DIRECTIONS:
Restate word for word the lines of the records below, starting at the line that contains "rough mask: <svg" and ending at the line that contains "positive clicks: (574, 472)", with both of those lines included and nothing else.

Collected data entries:
————
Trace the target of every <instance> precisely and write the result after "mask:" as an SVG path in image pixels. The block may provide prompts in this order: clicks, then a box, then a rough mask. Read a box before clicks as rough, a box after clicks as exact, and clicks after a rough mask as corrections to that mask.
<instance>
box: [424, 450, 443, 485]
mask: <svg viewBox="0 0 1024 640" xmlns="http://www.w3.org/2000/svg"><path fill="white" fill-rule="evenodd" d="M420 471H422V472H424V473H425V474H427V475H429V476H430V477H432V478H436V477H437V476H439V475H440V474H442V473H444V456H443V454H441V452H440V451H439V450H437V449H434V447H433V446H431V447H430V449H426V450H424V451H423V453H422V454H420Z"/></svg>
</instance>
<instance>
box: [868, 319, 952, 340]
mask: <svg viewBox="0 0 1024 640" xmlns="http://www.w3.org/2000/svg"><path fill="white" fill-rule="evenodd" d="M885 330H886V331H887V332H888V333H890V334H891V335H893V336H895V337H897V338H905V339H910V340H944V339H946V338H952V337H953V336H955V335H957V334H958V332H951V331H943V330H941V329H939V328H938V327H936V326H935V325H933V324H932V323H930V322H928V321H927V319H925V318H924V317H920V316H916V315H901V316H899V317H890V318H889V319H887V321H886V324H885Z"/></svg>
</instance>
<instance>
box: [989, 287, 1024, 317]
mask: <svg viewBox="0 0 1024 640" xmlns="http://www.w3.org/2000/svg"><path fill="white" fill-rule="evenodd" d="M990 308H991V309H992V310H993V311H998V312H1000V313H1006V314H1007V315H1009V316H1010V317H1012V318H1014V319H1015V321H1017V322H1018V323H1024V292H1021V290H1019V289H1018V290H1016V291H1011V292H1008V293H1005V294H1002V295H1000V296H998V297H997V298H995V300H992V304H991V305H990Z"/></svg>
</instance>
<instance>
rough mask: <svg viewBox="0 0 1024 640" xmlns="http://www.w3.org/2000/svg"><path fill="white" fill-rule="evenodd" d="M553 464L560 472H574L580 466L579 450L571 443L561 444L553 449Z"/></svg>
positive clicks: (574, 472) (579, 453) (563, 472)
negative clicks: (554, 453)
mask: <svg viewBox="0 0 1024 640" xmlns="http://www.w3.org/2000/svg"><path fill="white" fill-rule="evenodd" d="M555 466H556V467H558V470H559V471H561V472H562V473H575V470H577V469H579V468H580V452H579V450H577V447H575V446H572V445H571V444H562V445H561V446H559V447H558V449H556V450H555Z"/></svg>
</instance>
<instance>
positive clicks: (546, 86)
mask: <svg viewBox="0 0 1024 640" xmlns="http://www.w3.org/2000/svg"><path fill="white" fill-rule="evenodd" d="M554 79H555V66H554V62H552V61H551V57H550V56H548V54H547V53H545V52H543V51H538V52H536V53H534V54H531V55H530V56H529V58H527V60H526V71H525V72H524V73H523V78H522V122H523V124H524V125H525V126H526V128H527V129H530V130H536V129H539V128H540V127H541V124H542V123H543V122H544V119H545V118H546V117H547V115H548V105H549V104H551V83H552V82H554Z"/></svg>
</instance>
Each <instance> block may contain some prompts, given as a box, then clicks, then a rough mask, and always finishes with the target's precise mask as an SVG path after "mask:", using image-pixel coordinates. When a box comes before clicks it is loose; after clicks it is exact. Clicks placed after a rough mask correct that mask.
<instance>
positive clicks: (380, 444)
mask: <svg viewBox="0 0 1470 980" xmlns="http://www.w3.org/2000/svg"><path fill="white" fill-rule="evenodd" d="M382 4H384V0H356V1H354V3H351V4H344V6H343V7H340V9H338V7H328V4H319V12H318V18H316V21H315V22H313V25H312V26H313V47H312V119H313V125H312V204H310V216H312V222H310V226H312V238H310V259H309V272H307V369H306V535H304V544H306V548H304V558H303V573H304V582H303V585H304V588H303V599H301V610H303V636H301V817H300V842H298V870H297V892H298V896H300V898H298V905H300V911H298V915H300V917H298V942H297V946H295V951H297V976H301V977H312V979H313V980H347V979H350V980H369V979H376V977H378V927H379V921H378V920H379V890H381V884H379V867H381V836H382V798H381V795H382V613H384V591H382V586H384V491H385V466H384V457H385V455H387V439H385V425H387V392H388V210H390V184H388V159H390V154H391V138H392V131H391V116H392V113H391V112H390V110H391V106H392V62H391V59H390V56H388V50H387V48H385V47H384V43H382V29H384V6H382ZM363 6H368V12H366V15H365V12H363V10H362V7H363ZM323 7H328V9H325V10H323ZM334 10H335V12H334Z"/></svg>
————
SOLUTION:
rough mask: <svg viewBox="0 0 1024 640" xmlns="http://www.w3.org/2000/svg"><path fill="white" fill-rule="evenodd" d="M553 464L560 472H574L580 466L579 450L571 443L561 444L553 449Z"/></svg>
positive clicks: (574, 472) (579, 453) (563, 472)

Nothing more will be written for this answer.